→ **Location labeling records**
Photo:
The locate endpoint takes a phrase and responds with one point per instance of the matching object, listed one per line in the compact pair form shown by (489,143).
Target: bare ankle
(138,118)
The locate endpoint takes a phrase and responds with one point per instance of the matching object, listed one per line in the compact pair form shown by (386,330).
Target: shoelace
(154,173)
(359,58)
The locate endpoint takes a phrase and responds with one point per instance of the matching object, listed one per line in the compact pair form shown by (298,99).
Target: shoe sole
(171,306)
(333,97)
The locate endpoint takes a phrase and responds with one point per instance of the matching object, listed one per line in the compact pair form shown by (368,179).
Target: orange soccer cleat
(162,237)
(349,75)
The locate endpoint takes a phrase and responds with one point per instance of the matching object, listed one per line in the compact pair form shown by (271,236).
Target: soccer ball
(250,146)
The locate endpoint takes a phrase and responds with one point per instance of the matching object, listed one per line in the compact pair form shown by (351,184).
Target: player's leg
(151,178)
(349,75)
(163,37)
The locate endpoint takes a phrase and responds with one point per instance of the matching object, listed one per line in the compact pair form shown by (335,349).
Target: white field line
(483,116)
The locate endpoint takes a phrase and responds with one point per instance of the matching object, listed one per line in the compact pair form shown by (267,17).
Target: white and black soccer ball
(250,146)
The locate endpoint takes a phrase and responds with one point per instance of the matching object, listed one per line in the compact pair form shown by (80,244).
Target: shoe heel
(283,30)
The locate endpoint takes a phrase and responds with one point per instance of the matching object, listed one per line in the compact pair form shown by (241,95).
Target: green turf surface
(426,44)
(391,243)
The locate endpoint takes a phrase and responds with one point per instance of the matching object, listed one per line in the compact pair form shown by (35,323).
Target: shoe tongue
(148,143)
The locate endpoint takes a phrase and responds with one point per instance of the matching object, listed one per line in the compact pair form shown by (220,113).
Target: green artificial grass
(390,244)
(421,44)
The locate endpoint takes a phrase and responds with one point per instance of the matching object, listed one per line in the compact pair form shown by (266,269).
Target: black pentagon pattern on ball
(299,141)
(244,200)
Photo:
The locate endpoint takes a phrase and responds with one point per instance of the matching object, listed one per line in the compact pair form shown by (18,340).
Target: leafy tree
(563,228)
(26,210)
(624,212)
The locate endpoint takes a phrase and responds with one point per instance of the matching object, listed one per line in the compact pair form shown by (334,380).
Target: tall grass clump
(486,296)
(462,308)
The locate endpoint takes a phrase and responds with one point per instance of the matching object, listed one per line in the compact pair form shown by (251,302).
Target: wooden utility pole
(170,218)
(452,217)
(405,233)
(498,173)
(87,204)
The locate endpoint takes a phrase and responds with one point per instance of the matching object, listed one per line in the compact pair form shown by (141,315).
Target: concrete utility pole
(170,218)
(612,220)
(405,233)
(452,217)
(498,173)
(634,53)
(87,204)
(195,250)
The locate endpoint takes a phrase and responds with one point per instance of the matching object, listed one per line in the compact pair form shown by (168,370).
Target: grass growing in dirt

→ **Exercise**
Please change "utility pole" to "power pole" in the listing, starting at the line with "shown by (251,302)." and running through the end of the listing, and return only those lines with everything else kept the same.

→ **Expected output**
The locate endpoint takes a phrase and responds with one point per instance of the matching object, listed one per line in the compact pair form shown by (251,302).
Target: wooden power pole
(170,218)
(452,217)
(405,233)
(498,173)
(87,204)
The locate endpoint takes a phrase and responds with one point per instance of the matching object, listed one per line in the compact pair form shown by (141,315).
Target: concrete power pole
(170,218)
(612,220)
(405,233)
(452,217)
(498,173)
(634,53)
(87,204)
(195,250)
The locate endpoint takes a phrase and responds with one point per instance of the matching object, listed one per line in the compact pair form shown by (168,370).
Target: grass growing in dirt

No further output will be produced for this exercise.